Retype each line exactly. Skip images.
** start Material shown **
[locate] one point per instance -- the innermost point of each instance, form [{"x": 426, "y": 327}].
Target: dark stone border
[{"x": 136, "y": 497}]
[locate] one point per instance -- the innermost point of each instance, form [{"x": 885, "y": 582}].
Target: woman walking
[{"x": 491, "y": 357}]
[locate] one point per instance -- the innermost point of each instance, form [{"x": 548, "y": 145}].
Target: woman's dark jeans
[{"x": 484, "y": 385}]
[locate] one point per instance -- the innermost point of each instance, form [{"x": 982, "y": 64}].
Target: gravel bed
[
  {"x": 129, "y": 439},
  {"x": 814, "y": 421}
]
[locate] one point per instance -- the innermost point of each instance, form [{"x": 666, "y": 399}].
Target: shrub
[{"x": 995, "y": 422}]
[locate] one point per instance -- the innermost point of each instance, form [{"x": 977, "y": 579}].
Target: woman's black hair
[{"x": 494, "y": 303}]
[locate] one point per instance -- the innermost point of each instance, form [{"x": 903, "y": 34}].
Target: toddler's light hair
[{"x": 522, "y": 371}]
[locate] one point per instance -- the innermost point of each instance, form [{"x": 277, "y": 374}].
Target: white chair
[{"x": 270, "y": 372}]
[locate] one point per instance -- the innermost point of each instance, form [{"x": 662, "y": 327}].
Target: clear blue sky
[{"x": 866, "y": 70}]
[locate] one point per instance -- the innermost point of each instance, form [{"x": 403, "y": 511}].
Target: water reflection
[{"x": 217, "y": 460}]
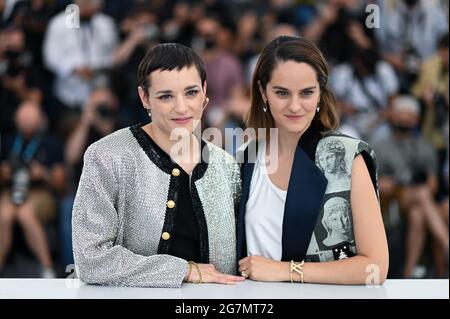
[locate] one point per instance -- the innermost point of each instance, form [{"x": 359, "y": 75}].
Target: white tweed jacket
** end Material shown **
> **Exercise solution**
[locate] one point per instance -- the innermost point of each instance, form [{"x": 426, "y": 327}].
Target: dark stone border
[{"x": 136, "y": 497}]
[locate] one point per instance -- the innermost point of each instance, form [{"x": 885, "y": 582}].
Target: woman walking
[{"x": 491, "y": 357}]
[locate] one point per instance -- the innermost point of each instance, form [{"x": 548, "y": 145}].
Target: woman's dark jeans
[{"x": 484, "y": 385}]
[locate] one point per instance -- the innermost point of each instance, form [{"x": 982, "y": 64}].
Target: gravel bed
[
  {"x": 129, "y": 439},
  {"x": 814, "y": 421}
]
[locate] one point per instance -- the innermost point of each instance, form [{"x": 666, "y": 399}].
Target: shrub
[{"x": 995, "y": 422}]
[locate] one point per instance -- the innermost point of each instance, form [{"x": 977, "y": 579}].
Target: woman's black hair
[{"x": 494, "y": 303}]
[locate] one point per instance -- the innermost point of each instance, form [{"x": 903, "y": 34}].
Target: toddler's light hair
[{"x": 522, "y": 371}]
[locate] one point per instance -- the innermost point of each instance, form [{"x": 277, "y": 374}].
Target: white chair
[{"x": 270, "y": 372}]
[locate] one point per instance -- the innermost point of each instance, form [{"x": 662, "y": 327}].
Target: clear blue sky
[{"x": 866, "y": 70}]
[locate] one point per instance -- the innermost point of each instance, form [{"x": 403, "y": 511}].
Target: water reflection
[{"x": 217, "y": 460}]
[locate] one point per instance -- the innermost point of each instance, form [{"x": 359, "y": 75}].
Target: white tweed jacket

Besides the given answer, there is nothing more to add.